■ **REQUIRED ACTIONS**
A – Reproduce the part of the comment on rail travel that opens with the words containing "Message received: If" and closes with "Not our problem.".
B – Write a continuation of the comment on trains and travel, picking up after its final sentence.

■ **DOCUMENT SECTION**

•••

I'm afraid I don't see this as helpful. I agree we needed more capacity quite some time ago. What i see is a system quite as bad as our political system. we have franchisees making farcical sums of money from a system which fails to deliver the transport that is needed. This drives steadily more people onto the roads. If trains are genuinely greener than road transport (though a lot less good at actually delivering you to where you need to be) then they need to be timely, frequent, cheap and attractive. They are none of these things. It seems to me that persuading the vast majority to simply Not Travel but instead to visit places virtually, by Zoom, Skype, teams or whatever, is a generally greener solution. Who then, is left wanting to travel, once the commuters instead WfH most of every week? Politicians?

Message received: If you want to travel, stay local and walk or cycle. If you really must drive, we're going to make it steadily more and more expensive. Meanwhile, we will not provide public transport that is of any use to you and this, too, will be farcially expensive, because we (HMG) want to persuade you into the new excellent activity, not-traveling. Sit at home and use a screen instead. At the very same time get loads of exercise by walking and cycling everywhere within reach. Oh, and if you work in the hospitality business or in the countryside, we really don't care what you do, or can't. Not our problem.

•••

■ **SOURCE MATERIAL**
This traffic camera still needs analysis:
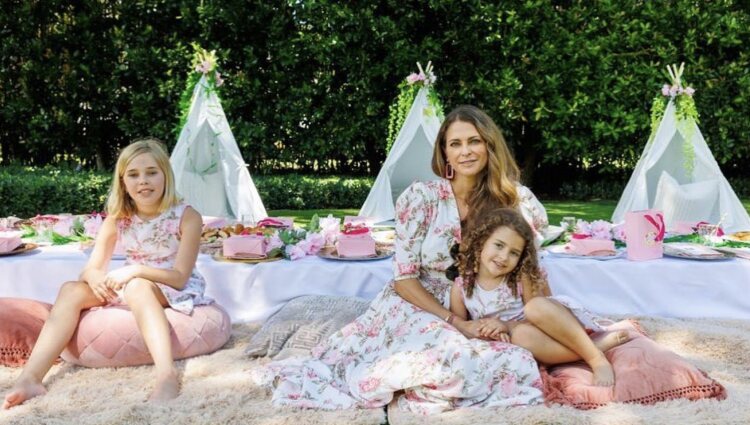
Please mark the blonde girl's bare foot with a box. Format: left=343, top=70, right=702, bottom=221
left=148, top=371, right=180, bottom=403
left=3, top=380, right=47, bottom=409
left=586, top=353, right=615, bottom=387
left=593, top=330, right=631, bottom=353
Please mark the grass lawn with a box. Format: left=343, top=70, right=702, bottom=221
left=268, top=199, right=750, bottom=224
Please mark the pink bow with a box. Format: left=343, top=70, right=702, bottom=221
left=644, top=213, right=667, bottom=242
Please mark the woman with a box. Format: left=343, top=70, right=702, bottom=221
left=261, top=106, right=546, bottom=414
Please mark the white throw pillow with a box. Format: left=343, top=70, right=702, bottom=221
left=654, top=171, right=719, bottom=228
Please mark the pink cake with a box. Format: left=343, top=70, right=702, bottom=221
left=223, top=235, right=266, bottom=258
left=336, top=230, right=377, bottom=257
left=565, top=239, right=617, bottom=256
left=256, top=217, right=294, bottom=229
left=0, top=232, right=23, bottom=253
left=344, top=215, right=373, bottom=227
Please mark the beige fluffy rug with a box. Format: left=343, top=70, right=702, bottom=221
left=0, top=318, right=750, bottom=425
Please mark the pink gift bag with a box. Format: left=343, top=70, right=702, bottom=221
left=625, top=210, right=666, bottom=261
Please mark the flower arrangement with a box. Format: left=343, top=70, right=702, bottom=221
left=22, top=212, right=106, bottom=245
left=174, top=43, right=224, bottom=137
left=648, top=62, right=699, bottom=175
left=385, top=61, right=443, bottom=152
left=242, top=215, right=341, bottom=261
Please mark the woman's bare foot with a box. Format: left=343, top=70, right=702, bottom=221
left=586, top=353, right=615, bottom=387
left=593, top=330, right=631, bottom=353
left=148, top=370, right=180, bottom=403
left=3, top=379, right=47, bottom=409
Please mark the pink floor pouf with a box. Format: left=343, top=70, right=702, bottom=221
left=62, top=303, right=232, bottom=367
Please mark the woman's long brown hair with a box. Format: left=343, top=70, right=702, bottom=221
left=432, top=105, right=521, bottom=224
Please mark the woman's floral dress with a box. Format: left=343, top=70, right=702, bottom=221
left=117, top=204, right=211, bottom=314
left=253, top=180, right=546, bottom=414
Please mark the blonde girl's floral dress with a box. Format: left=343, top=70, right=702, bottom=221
left=253, top=180, right=542, bottom=414
left=117, top=204, right=211, bottom=314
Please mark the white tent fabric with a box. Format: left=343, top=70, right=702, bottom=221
left=170, top=77, right=268, bottom=222
left=359, top=88, right=442, bottom=222
left=612, top=101, right=750, bottom=232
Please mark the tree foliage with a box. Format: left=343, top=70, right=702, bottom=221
left=0, top=0, right=750, bottom=187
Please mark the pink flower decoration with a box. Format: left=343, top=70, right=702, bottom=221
left=359, top=377, right=380, bottom=393
left=83, top=214, right=104, bottom=238
left=305, top=233, right=326, bottom=255
left=286, top=241, right=305, bottom=261
left=52, top=217, right=73, bottom=236
left=406, top=72, right=424, bottom=84
left=591, top=220, right=612, bottom=240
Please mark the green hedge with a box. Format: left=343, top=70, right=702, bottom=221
left=0, top=0, right=750, bottom=188
left=0, top=167, right=373, bottom=217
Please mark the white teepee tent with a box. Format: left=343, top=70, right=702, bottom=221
left=359, top=87, right=442, bottom=222
left=612, top=66, right=750, bottom=232
left=170, top=75, right=267, bottom=222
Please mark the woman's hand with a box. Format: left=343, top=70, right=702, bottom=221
left=479, top=317, right=510, bottom=342
left=453, top=319, right=494, bottom=339
left=104, top=264, right=139, bottom=292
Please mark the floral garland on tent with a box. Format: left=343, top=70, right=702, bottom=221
left=175, top=44, right=224, bottom=174
left=648, top=62, right=699, bottom=175
left=385, top=61, right=443, bottom=153
left=175, top=43, right=224, bottom=137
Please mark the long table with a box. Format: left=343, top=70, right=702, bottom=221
left=0, top=245, right=750, bottom=322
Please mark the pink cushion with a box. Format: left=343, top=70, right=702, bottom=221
left=540, top=321, right=726, bottom=409
left=0, top=298, right=52, bottom=366
left=62, top=303, right=232, bottom=367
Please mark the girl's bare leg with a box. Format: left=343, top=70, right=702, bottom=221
left=3, top=282, right=104, bottom=409
left=513, top=297, right=627, bottom=386
left=125, top=278, right=180, bottom=402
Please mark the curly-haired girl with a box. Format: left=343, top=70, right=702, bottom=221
left=447, top=208, right=629, bottom=386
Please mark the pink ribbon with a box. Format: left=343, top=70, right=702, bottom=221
left=643, top=213, right=667, bottom=242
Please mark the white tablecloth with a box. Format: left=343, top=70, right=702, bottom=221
left=542, top=255, right=750, bottom=320
left=0, top=245, right=750, bottom=322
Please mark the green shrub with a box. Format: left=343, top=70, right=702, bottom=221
left=0, top=167, right=373, bottom=217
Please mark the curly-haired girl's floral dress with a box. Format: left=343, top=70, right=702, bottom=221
left=117, top=204, right=211, bottom=314
left=255, top=180, right=546, bottom=414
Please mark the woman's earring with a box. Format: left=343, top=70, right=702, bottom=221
left=445, top=162, right=453, bottom=180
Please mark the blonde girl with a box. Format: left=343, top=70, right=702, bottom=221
left=3, top=139, right=206, bottom=409
left=448, top=208, right=628, bottom=386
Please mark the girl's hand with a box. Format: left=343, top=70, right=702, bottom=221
left=104, top=264, right=138, bottom=291
left=479, top=317, right=510, bottom=342
left=453, top=319, right=494, bottom=339
left=88, top=279, right=117, bottom=302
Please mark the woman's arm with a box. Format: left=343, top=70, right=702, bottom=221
left=393, top=278, right=451, bottom=319
left=451, top=282, right=469, bottom=320
left=107, top=208, right=203, bottom=290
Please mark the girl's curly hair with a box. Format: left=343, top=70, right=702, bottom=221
left=445, top=208, right=547, bottom=297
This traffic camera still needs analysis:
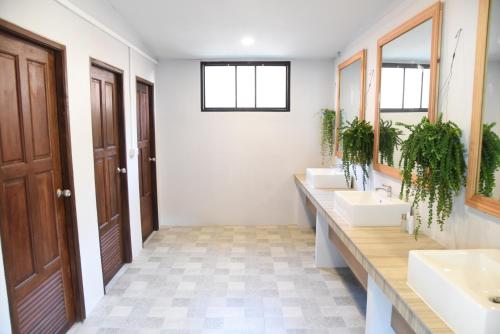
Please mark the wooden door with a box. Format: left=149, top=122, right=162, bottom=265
left=137, top=82, right=158, bottom=241
left=90, top=66, right=126, bottom=284
left=0, top=32, right=75, bottom=333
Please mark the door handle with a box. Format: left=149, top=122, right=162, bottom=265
left=56, top=189, right=71, bottom=198
left=116, top=167, right=127, bottom=174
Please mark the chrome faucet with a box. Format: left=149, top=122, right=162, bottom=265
left=375, top=184, right=392, bottom=198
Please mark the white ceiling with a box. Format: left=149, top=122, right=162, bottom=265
left=105, top=0, right=398, bottom=59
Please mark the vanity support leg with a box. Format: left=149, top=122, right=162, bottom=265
left=315, top=212, right=347, bottom=268
left=365, top=276, right=395, bottom=334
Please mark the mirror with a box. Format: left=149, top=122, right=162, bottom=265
left=373, top=3, right=441, bottom=178
left=466, top=0, right=500, bottom=217
left=335, top=50, right=366, bottom=158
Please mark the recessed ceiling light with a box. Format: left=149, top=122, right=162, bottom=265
left=241, top=36, right=255, bottom=46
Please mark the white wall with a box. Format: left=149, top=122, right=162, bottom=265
left=332, top=0, right=500, bottom=248
left=0, top=0, right=155, bottom=333
left=157, top=60, right=335, bottom=225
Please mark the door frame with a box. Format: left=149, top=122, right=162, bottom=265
left=135, top=76, right=160, bottom=236
left=89, top=57, right=132, bottom=272
left=0, top=18, right=86, bottom=326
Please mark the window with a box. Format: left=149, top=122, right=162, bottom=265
left=380, top=63, right=430, bottom=112
left=201, top=61, right=290, bottom=111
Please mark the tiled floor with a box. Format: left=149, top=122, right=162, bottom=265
left=77, top=226, right=366, bottom=334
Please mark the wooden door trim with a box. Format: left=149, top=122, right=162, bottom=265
left=0, top=19, right=86, bottom=325
left=89, top=57, right=132, bottom=266
left=135, top=76, right=160, bottom=231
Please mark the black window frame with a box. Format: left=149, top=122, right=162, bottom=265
left=380, top=63, right=431, bottom=113
left=200, top=61, right=291, bottom=112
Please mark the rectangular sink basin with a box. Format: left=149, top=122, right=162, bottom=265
left=333, top=191, right=410, bottom=226
left=408, top=249, right=500, bottom=334
left=306, top=168, right=347, bottom=189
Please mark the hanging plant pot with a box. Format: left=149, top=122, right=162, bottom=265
left=340, top=117, right=374, bottom=190
left=398, top=115, right=466, bottom=237
left=321, top=109, right=336, bottom=165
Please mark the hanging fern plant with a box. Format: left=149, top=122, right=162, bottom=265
left=341, top=117, right=373, bottom=189
left=321, top=109, right=335, bottom=165
left=378, top=119, right=403, bottom=166
left=398, top=115, right=466, bottom=238
left=478, top=123, right=500, bottom=197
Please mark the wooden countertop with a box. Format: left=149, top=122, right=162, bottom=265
left=295, top=174, right=453, bottom=334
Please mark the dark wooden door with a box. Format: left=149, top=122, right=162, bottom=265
left=90, top=66, right=126, bottom=284
left=0, top=32, right=75, bottom=333
left=137, top=82, right=157, bottom=241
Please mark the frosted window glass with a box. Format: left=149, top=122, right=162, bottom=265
left=205, top=66, right=236, bottom=108
left=380, top=67, right=404, bottom=109
left=422, top=68, right=431, bottom=108
left=237, top=66, right=255, bottom=108
left=404, top=68, right=422, bottom=109
left=257, top=66, right=286, bottom=108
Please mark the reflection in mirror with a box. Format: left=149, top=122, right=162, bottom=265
left=379, top=20, right=432, bottom=167
left=373, top=2, right=442, bottom=179
left=477, top=0, right=500, bottom=201
left=336, top=50, right=366, bottom=157
left=466, top=0, right=500, bottom=217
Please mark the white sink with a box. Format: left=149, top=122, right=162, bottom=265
left=333, top=191, right=410, bottom=226
left=306, top=168, right=347, bottom=189
left=408, top=249, right=500, bottom=334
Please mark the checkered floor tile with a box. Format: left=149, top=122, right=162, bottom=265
left=72, top=226, right=366, bottom=334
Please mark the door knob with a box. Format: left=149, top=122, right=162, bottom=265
left=116, top=167, right=127, bottom=174
left=56, top=189, right=71, bottom=198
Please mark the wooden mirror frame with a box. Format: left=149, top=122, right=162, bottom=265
left=373, top=2, right=442, bottom=180
left=335, top=49, right=366, bottom=159
left=465, top=0, right=500, bottom=217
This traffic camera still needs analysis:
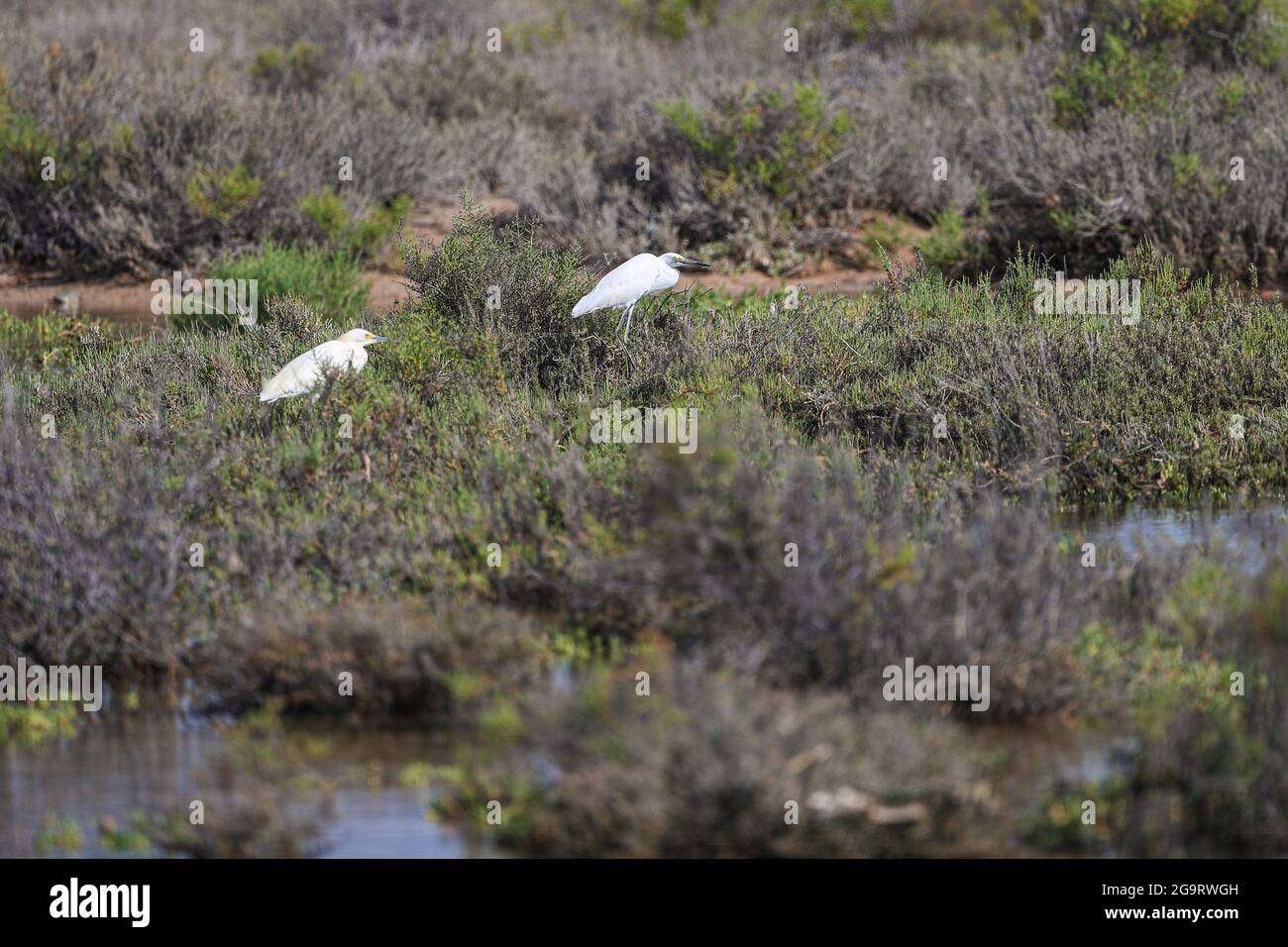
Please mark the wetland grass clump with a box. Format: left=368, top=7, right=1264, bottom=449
left=0, top=214, right=1288, bottom=854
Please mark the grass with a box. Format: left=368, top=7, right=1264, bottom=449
left=0, top=204, right=1288, bottom=854
left=174, top=243, right=371, bottom=329
left=0, top=0, right=1288, bottom=283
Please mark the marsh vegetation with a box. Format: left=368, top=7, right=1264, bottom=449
left=0, top=0, right=1288, bottom=856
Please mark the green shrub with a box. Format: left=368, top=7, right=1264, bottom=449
left=188, top=163, right=265, bottom=223
left=174, top=241, right=371, bottom=329
left=621, top=0, right=718, bottom=40
left=250, top=40, right=332, bottom=91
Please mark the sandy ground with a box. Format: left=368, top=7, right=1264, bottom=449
left=0, top=194, right=1276, bottom=325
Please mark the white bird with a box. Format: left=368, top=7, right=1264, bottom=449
left=259, top=329, right=389, bottom=401
left=572, top=254, right=711, bottom=342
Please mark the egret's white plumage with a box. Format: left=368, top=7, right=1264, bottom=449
left=259, top=329, right=386, bottom=401
left=572, top=254, right=707, bottom=342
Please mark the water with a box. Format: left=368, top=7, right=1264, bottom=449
left=0, top=708, right=494, bottom=858
left=1078, top=500, right=1288, bottom=569
left=0, top=502, right=1288, bottom=858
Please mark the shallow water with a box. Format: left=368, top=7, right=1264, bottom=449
left=0, top=502, right=1288, bottom=858
left=0, top=710, right=494, bottom=858
left=1070, top=500, right=1288, bottom=569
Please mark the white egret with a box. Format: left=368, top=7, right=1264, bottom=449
left=259, top=329, right=389, bottom=401
left=572, top=254, right=711, bottom=342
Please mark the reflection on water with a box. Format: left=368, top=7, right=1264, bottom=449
left=1077, top=501, right=1288, bottom=569
left=0, top=710, right=493, bottom=858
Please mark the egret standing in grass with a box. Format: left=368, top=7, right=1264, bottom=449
left=259, top=329, right=389, bottom=401
left=572, top=254, right=711, bottom=343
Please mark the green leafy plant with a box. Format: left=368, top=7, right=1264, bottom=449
left=188, top=163, right=265, bottom=223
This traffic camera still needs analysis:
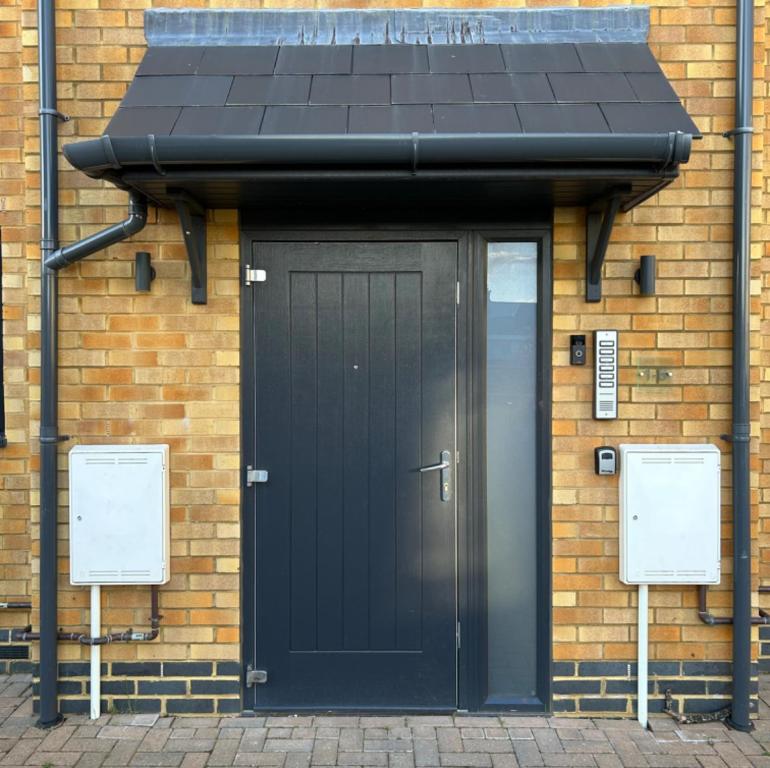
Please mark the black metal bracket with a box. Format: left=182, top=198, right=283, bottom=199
left=169, top=190, right=208, bottom=304
left=586, top=190, right=623, bottom=302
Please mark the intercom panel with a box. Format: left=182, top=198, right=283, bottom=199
left=594, top=331, right=618, bottom=419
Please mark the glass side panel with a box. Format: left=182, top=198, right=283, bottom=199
left=486, top=242, right=538, bottom=701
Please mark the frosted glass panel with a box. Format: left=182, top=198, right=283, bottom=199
left=486, top=243, right=537, bottom=701
left=487, top=243, right=537, bottom=304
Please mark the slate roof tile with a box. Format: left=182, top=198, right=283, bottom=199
left=626, top=72, right=679, bottom=101
left=121, top=75, right=233, bottom=107
left=136, top=45, right=206, bottom=77
left=391, top=74, right=473, bottom=104
left=500, top=43, right=583, bottom=72
left=471, top=72, right=556, bottom=104
left=105, top=107, right=182, bottom=136
left=353, top=45, right=429, bottom=75
left=107, top=43, right=699, bottom=136
left=227, top=75, right=311, bottom=105
left=428, top=45, right=505, bottom=74
left=275, top=45, right=353, bottom=75
left=600, top=102, right=699, bottom=135
left=198, top=45, right=278, bottom=75
left=348, top=104, right=433, bottom=133
left=548, top=72, right=636, bottom=103
left=172, top=107, right=265, bottom=136
left=575, top=43, right=660, bottom=72
left=260, top=106, right=348, bottom=135
left=516, top=104, right=610, bottom=133
left=433, top=104, right=521, bottom=133
left=310, top=75, right=390, bottom=104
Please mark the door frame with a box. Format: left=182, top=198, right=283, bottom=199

•••

■ **RESPONSES FOR EACH TASK**
A –
Message received: If you want to travel, stay local and walk or cycle. If you really must drive, we're going to make it steadily more and more expensive. Meanwhile, we will not provide public transport that is of any use to you and this, too, will be farcially expensive, because we (HMG) want to persuade you into the new excellent activity, not-traveling. Sit at home and use a screen instead. At the very same time get loads of exercise by walking and cycling everywhere within reach. Oh, and if you work in the hospitality business or in the countryside, we really don't care what you do, or can't. Not our problem.

B –
DJS 20230202

I'll read more of the report at [1]. Eventually. My problem with this is that it is full of promises, "We will...." but that is, thanks to the broken promises of the past, no basis for trust that anything similar will occur.


Top pic from railinsider of what is expected to run on the HS2 line. Of course, we can expect the politicians to continue to fiddle with the HS2 project for short-term gains and long-term losses. Just as I doubt that the Leeds-Manchester link will occur, so I doubt that the result will be the high-speed link initially advertised. [That's what the politicians do, advertise; they announce things, judge the reaction and then modify their own actions in the light of what they think has occurred. That is leadership from the rear. If this is a ship of state, the guy on the rudder has not judged the reaction well – we're all over the place.]The taregeted, designed and advertised speed was 360-400kph. Link. Southampton University professor of geotechnical engineering and track expert William Powrie told New Civil Engineer that reducing the speed limit to 320km/h would save money by eliminating the need to run trains on a concrete slabtrack base, allowing track to be laid on cheaper ballast. For politicians, this is a no-brainer, taking no account of the increased costs in making such a decision.







[1] https://assets.publishing.service.gov.uk/government/uploads/system/uploads/attachment_data/file/1009448/decarbonising-transport-a-better-greener-britain.pdf

[2] https://www.gov.uk/government/publications/transport-decarbonisation-plan/additional-information-on-assumptions-used-to-develop-decarbonising-transport-scenarios

[3] https://www.gov.uk/government/speeches/rail-value-for-money-study Actually, try this, the summary report:  https://assets.publishing.service.gov.uk/government/uploads/system/uploads/attachment_data/file/4203/realising-the-potential-of-gb-rail-summary.pdf

[4] https://assets.publishing.service.gov.uk/government/uploads/system/uploads/attachment_data/file/4204/realising-the-potential-of-gb-rail.pdf    May 2011 - is there nothing more recent?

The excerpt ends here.